Please answer from the text on sustainable fabrics: why does it say to avoid bamboo-rayon blends?

→ **Extract**:
================================

This is a hardy and renewable material that doesn’t require a lot of chemicals during the growth process, or dyes once it’s turned into fabric. And as a fabric it’s amazing! It’s ultra soft, naturally breathable, odor-repellent, and is biodegradable. Avoid bamboo-rayon blends as those tend to use more chemicals during production.

Hemp

This is another material that is super renewable and easy to grow. It doesn’t require fertilizers and uses minimal pesticides, plus it doesn’t deplete soil nutrients. As a fabric it’s soft and comfortable yet sturdy and durable.

Tencel

This fabric is made from cellulose wood pulp, meaning it’s fully biodegradable. It also doesn’t require a lot of chemicals during the making process. Once converted to clothing, it absorbs color quickly (meaning less dyes are needed) yet is naturally breathable and super soft.

Organic Cotton

Regular cotton production uses alarming amounts of pesticides. Organic cotton is grown in a more natural way without harmful, toxic chemicals. This type of cotton is also more likely to use natural dyes.

Recycled Polyester

Not all synthetics are bad! Reduce waste by going for a recycled option. More and more companies are starting to use recycled materials (not just from clothing, but from other plastic sources too) and are finding ways to reduce the amount of chemicals used during production.

Soy Cashmere/Silk

Soy isn’t just for food. Its proteins contain fiber that can be turned into fabric, which will still remain biodegradable. It’s also breathable, absorbent, and contains amino acids that are good for the skin. Plus, it feels just as smooth as regular cashmere and silk.

Wool

This is probably the original sustainable fabric. It’s renewable and doesn’t require any chemicals to grow. However, not all wool is made equal. Make sure you are getting yours from a farm that treats the sheep humanely and doesn’t use toxic dyes.

================================

→ **Data provided**:
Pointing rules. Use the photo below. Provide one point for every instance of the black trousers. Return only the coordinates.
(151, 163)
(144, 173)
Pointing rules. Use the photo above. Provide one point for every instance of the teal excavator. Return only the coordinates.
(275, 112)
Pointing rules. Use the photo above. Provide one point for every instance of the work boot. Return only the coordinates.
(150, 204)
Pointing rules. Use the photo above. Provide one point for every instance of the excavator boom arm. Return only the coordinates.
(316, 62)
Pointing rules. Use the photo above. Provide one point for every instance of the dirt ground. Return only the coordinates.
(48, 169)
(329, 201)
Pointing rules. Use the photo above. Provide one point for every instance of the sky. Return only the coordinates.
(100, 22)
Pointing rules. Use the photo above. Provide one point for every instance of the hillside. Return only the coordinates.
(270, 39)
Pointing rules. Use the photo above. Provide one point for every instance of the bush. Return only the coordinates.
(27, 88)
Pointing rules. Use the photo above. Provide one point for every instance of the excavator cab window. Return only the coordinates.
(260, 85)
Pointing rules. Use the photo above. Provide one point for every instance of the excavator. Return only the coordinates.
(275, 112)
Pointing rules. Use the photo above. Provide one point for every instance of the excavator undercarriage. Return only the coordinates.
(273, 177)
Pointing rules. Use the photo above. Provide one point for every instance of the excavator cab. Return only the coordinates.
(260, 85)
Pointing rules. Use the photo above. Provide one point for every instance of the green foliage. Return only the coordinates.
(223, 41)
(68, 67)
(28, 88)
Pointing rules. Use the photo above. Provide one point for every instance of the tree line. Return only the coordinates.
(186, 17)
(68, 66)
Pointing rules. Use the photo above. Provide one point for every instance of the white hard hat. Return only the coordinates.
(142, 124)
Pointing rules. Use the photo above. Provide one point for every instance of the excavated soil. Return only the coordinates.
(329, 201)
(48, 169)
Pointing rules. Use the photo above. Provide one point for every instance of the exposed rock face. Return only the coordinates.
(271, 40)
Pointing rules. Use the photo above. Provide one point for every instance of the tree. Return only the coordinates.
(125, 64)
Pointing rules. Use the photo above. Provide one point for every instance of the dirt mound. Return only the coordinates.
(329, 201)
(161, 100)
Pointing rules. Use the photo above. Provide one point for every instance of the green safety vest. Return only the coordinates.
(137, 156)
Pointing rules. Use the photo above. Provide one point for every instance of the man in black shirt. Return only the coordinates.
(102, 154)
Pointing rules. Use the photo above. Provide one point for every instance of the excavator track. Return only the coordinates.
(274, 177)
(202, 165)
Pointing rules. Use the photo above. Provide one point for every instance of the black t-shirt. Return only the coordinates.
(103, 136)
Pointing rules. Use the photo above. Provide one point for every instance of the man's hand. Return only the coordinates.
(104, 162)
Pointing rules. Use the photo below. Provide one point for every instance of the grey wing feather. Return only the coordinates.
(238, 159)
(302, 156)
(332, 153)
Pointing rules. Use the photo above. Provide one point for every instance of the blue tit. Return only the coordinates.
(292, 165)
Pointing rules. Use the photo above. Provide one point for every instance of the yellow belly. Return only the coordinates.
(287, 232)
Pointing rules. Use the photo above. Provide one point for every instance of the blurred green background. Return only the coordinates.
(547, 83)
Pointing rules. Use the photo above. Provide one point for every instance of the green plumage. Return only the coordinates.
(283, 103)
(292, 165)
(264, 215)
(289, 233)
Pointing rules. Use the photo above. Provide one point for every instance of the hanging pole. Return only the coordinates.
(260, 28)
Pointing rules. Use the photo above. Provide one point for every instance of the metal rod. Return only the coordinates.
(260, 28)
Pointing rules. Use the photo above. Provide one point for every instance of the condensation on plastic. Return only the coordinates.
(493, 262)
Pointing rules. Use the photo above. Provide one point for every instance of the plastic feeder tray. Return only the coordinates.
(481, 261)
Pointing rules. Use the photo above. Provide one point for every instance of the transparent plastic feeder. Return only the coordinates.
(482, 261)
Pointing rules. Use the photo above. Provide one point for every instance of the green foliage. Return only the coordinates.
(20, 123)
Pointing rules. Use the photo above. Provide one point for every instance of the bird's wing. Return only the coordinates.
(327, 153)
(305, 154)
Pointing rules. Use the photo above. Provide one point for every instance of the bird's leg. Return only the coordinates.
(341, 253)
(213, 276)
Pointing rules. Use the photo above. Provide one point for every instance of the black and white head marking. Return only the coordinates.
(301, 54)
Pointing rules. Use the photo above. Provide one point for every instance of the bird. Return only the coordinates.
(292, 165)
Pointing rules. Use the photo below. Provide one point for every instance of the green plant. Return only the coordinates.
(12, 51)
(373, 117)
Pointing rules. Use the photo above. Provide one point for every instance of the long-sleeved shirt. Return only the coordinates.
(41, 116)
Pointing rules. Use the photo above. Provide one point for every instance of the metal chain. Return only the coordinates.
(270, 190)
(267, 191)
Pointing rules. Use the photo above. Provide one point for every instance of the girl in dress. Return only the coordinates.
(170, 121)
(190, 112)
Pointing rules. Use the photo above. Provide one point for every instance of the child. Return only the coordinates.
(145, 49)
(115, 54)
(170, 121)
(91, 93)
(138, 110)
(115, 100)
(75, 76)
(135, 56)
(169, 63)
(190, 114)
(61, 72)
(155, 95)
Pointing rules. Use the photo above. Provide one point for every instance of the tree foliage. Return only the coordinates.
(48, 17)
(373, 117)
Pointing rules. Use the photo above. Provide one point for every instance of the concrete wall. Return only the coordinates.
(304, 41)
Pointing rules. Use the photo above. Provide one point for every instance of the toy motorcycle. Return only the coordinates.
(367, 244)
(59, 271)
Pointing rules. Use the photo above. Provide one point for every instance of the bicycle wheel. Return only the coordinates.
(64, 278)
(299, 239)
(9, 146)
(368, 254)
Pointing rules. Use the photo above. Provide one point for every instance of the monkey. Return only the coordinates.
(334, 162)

================================

→ **Solution to this task**: They tend to use more chemicals during production.